*** Source excerpt ***

IT IS SAFE TO SAY that back in our grade-school days most of us would not have guessed the various paths our lives have taken. We might have had plans and dreams of what we were going to be, or where we were going to live and maybe even who we were going to marry, but somewhere along the way the paths we thought we would take changed, morphed or maybe even crossed with other paths to brings us to where we are today.

Some of the paths we traveled where like gentle strolls along sunlit paths, others may have been long sweaty trudges up steep mountainsides. Some paths we may have journeyed with light-hearted friends and others we wandered alone through darkened valleys. Whatever those paths were like one thing is for certain here is where they brought us.

Since we cannot know, or for that matter even plan, our paths it is good to entrust our paths to the only One who knows the beginning from the end, the One who can see all the various twists and turns our lives will take. That One, of course, is the Lord of all creation and the Sovereign of eternity.

*** Listed records ***

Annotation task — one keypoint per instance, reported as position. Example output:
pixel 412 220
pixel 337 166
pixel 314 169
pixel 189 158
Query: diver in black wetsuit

***

» **Challenge**
Continue the reflection on life's paths and entrusting them to the Lord, starting after its final sentence.

» **Expected answer**
Personally, I could not have known the paths my life would take. Who, but the Lord could know that the very place that Linda and I hoped to retire to someday (Mount Hermon) would be the place where I would start my full-time ministry?  Who, except God, could have seen the gracious gift that would allow me to return to school (Biola University / Fuller Seminary?) Who could have foreseen, except for our all-knowing God, that the one instrumental to my first call to Felton (Dave Van Wingerden) would be the one to ask me to join him in ministry in Cokato, Minnesota? Who but God would have seen my path taking me to Crescent City to plant a church? And who could have ever seen the path that would bring me back to the church I had grown to love in those first years of my pastoral ministry? I could not have written the story of the journey God has led me upon, but thankfully God did.

Today we welcome back to our church the man who was instrumental in bringing me here back in 1977, Pastor Dave Van Wingerden and his wife Cherie. They too have traveled paths they could not dreamed of, and yet God has led them each step of the way; each path preparing them for the next. What a journey they have traveled. I encourage you to join them in their story. (See: Jesus in Haiti Ministries)

What path does the Lord have you on today? We certainly cannot know its twists and turns, but we can be sure of its final destination as we trust in the Good Shepherd who loves to lead us into green pastures and beside quiet waters. In Him put your trust and your travel plans.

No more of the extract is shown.